● **Task to complete**:
Count the lines in the entries below that contain the word "bloom", and give only that number.

● **Shape boundary entries**:
◇ ◇ ◇ ◇

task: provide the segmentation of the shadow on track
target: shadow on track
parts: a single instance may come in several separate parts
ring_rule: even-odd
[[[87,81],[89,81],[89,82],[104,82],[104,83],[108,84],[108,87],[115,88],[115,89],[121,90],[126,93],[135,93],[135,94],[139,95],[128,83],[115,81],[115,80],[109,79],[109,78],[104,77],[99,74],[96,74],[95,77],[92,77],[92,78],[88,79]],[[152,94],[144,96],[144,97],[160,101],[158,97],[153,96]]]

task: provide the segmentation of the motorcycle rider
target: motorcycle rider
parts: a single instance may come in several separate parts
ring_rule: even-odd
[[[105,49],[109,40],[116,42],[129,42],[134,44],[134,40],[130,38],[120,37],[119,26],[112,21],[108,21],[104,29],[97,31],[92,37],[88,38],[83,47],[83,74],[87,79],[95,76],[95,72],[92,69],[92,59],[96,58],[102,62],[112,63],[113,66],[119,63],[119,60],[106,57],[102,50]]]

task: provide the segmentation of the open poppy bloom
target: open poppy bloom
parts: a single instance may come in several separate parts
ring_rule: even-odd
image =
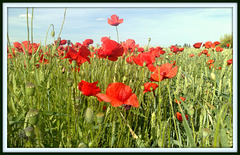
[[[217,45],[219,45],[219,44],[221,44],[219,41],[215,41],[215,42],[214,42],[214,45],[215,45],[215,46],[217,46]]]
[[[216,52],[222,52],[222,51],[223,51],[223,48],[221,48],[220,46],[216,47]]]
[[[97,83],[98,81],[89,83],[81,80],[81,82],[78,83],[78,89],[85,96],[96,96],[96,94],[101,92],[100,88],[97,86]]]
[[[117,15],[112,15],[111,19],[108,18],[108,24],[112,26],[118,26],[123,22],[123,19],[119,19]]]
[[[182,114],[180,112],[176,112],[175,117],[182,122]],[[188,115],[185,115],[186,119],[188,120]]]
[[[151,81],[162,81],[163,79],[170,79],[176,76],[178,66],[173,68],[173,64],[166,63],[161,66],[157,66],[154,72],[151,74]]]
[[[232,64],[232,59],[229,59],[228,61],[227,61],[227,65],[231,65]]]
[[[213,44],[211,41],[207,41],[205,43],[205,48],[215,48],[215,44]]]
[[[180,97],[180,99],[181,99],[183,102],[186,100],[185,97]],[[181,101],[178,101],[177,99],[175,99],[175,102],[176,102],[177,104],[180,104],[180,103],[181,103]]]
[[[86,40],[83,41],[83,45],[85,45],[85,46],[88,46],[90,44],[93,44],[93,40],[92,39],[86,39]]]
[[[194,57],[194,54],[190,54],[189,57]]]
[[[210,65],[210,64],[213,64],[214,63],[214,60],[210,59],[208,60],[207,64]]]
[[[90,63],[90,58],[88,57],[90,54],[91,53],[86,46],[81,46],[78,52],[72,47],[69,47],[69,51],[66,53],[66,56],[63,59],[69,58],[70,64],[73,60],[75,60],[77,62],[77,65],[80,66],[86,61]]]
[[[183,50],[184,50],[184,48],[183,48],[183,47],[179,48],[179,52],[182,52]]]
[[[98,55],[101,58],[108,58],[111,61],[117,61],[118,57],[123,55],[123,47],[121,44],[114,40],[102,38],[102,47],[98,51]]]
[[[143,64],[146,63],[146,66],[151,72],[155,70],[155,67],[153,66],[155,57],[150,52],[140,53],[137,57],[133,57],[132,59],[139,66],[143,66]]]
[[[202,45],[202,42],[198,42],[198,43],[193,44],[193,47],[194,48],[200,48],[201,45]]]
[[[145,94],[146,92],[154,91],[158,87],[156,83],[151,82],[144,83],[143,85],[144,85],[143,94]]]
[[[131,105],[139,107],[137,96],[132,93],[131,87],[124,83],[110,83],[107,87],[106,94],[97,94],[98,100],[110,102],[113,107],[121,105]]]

◇ ◇ ◇ ◇

● **Response to this task**:
2